# Text excerpt
━━━━━━━━━━━━━━━━━━━━

That’s not all. Solar has become so cheap that the technology can already compete without subsidies in large parts of the word. In fact, in countries, such as Chile, solar is already the least expensive form of power production. Even in California, solar power is being sold at similar levels to electricity from gas-fired plants. Its flexibility has also made solar ideal for off-grid solutions, such as powering remote telecommunications towers. And in many developing countries solar is already the cheapest way to bring power to rural communities and homes. Even in Europe and the North America not to mention Japan or Australia the cost of generating power from solar on the household roof (without any form of subsidy) is oftentimes cheaper than buying power from the utility.

Of course there is still the issue of what to do when there is no sun: either at night-time or during the day when heavy cloud cover impairs solar generation. Such intermittency issues can be overcome by doing a better job of matching demand to supply and by using a power grid to move the solar from where it is produced to where it is needed. One other possibility is to use fossil fuel power stations such as gas peakers, which have been used for decades to supply rapid and flexible power if and when it is needed. But the most logical and attractive solution to the intermittency problem would be to store the electricity. We are already seeing this happening in countries like Tanzania where a combination of solar and batteries is already the cheapest and most effective way to bring power to the people. And as storage costs and battery costs come down the mix will have huge ramifications not just for those of use who don’t have power but for the whole global energy industry. And the solar market will keep growing despite low oil prices.

━━━━━━━━━━━━━━━━━━━━

# Material provided
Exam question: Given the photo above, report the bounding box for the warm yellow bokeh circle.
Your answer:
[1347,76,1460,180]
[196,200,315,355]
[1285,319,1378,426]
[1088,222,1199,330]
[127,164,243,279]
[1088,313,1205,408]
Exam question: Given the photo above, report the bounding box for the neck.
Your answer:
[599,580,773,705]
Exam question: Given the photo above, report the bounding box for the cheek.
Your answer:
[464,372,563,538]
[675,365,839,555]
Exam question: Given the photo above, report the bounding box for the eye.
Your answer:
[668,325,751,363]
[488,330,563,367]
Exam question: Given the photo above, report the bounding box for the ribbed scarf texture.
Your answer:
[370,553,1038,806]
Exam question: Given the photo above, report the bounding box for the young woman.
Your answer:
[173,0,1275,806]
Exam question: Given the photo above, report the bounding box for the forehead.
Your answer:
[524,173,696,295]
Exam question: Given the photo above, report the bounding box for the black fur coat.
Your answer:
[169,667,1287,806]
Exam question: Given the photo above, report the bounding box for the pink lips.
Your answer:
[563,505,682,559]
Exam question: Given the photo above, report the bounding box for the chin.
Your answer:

━━━━━━━━━━━━━━━━━━━━

# Requirements
a - Copy out, word for word, the part of the solar power excerpt starting at "That’s not all." and ending at "from the utility.".
b - Answer these from the solar power excerpt:
(i) In which country does the excerpt say solar is already the least expensive form of power production?
(ii) What combination does the excerpt name as the cheapest and most effective way to bring power to people in Tanzania?
(iii) Which fossil fuel power stations does the excerpt say have supplied rapid and flexible power for decades?
Leave the material aside; it plays no part here.

# Responses to the tasks
a -
That’s not all. Solar has become so cheap that the technology can already compete without subsidies in large parts of the word. In fact, in countries, such as Chile, solar is already the least expensive form of power production. Even in California, solar power is being sold at similar levels to electricity from gas-fired plants. Its flexibility has also made solar ideal for off-grid solutions, such as powering remote telecommunications towers. And in many developing countries solar is already the cheapest way to bring power to rural communities and homes. Even in Europe and the North America not to mention Japan or Australia the cost of generating power from solar on the household roof (without any form of subsidy) is oftentimes cheaper than buying power from the utility.

b -
(i) Chile
(ii) Solar and batteries
(iii) Gas peakers